**Input records**
■ ■ ■ ■ ■ ■ ■

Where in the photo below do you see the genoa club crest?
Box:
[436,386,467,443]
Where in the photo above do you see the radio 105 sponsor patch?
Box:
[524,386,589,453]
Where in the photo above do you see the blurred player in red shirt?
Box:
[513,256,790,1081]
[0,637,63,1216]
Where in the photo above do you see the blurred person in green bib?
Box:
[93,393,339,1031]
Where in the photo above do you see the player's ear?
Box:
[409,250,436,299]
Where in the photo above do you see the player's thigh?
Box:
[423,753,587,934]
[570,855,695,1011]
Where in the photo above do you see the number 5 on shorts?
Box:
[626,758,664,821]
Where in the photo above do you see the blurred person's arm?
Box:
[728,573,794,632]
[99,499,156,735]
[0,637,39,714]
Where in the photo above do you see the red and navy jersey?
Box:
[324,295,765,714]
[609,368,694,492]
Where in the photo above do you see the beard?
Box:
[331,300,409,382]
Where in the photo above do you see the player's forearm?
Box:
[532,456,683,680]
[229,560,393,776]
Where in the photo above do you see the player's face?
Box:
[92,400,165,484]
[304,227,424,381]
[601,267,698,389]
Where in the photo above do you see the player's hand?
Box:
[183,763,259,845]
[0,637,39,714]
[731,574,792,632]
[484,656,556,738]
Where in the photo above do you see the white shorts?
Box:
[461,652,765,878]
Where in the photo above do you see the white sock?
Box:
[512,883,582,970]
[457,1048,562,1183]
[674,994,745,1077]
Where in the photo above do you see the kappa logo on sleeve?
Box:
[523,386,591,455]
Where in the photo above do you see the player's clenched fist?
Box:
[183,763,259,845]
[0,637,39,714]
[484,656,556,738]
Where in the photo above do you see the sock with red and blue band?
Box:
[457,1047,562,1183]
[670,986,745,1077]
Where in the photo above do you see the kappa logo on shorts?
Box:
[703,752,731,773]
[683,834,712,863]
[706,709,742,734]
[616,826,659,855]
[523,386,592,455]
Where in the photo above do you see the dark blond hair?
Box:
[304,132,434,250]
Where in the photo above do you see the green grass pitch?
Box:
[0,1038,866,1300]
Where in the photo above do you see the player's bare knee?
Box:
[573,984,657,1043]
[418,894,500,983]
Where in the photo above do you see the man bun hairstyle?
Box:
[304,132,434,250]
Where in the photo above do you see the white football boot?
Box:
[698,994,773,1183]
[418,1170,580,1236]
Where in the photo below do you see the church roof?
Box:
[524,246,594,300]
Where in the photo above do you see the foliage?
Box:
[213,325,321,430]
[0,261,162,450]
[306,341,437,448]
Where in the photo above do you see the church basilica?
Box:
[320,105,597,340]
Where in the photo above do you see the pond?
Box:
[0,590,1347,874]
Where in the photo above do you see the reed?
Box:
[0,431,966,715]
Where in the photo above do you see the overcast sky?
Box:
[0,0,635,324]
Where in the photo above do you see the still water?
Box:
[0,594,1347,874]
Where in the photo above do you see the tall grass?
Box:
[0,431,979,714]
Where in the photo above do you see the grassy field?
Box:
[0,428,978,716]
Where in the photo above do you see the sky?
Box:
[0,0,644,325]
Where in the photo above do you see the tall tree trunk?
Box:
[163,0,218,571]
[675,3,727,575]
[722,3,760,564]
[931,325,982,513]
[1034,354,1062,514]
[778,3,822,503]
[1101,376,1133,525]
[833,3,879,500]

■ ■ ■ ■ ■ ■ ■

**Aim of the task**
Give everything from the line containing "Where in the photo above do you see the still" down to the end of the data as a numbered list, leaving out any blank lines.

**Final result**
1. Where in the photo above do you see the still water?
2. Box:
3. [0,594,1347,874]
4. Where in the photo above do you see the tall grass?
5. Box:
6. [0,431,979,714]
7. Where in the photo above do you see the grassy field?
8. Box:
9. [0,428,978,716]
10. Where in the photo above do you see the sky?
11. Box:
12. [0,0,644,325]
13. Where in the photo above do you see the tall tree trunk?
14. Box:
15. [163,0,218,571]
16. [675,3,727,575]
17. [722,3,760,564]
18. [931,325,982,513]
19. [1034,354,1062,514]
20. [778,3,822,503]
21. [1101,376,1133,525]
22. [833,3,879,500]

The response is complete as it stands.